## TASK BRIEF
Rewrite the entries from the line containing "Task: tag every instance of the toilet base" down through the last entry, substituting "oak" for "wooden" and leaving all other text unchanged.

Entries from a pointing dataset
>>

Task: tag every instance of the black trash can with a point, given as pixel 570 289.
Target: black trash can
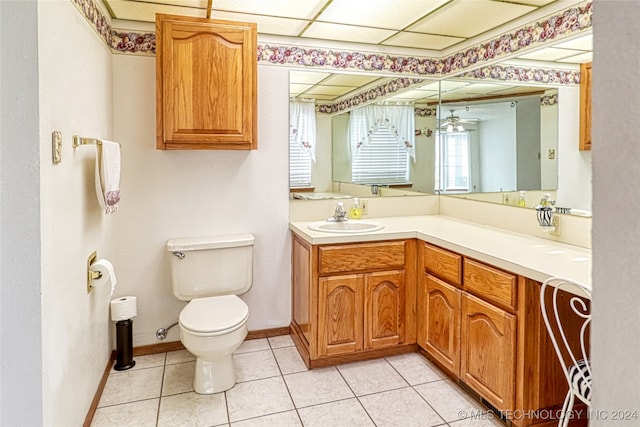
pixel 124 345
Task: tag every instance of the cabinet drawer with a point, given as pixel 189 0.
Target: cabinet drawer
pixel 443 264
pixel 490 283
pixel 360 257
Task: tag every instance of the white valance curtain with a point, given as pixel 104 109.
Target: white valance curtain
pixel 364 122
pixel 302 126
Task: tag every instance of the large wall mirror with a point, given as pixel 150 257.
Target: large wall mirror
pixel 471 138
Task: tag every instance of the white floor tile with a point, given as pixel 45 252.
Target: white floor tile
pixel 253 345
pixel 282 419
pixel 449 400
pixel 179 356
pixel 192 409
pixel 317 386
pixel 135 414
pixel 289 360
pixel 415 369
pixel 255 365
pixel 371 376
pixel 403 407
pixel 344 413
pixel 178 378
pixel 257 398
pixel 281 341
pixel 132 385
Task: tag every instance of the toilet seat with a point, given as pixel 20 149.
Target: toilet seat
pixel 214 315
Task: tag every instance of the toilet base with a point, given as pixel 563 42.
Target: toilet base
pixel 214 377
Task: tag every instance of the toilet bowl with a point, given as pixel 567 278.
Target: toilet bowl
pixel 209 273
pixel 212 329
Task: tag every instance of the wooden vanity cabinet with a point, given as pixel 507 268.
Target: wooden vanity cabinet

<<

## EXPECTED ANSWER
Task: tag every instance of the toilet base with a point, given as pixel 563 42.
Target: toilet base
pixel 214 377
Task: tag every instance of the toilet bowl with a point, given as pixel 567 278.
Target: toilet bowl
pixel 209 273
pixel 212 329
Task: tag every instance of the oak vanity cabinet with a point, given as pixel 507 268.
Target: oak vanity cabinet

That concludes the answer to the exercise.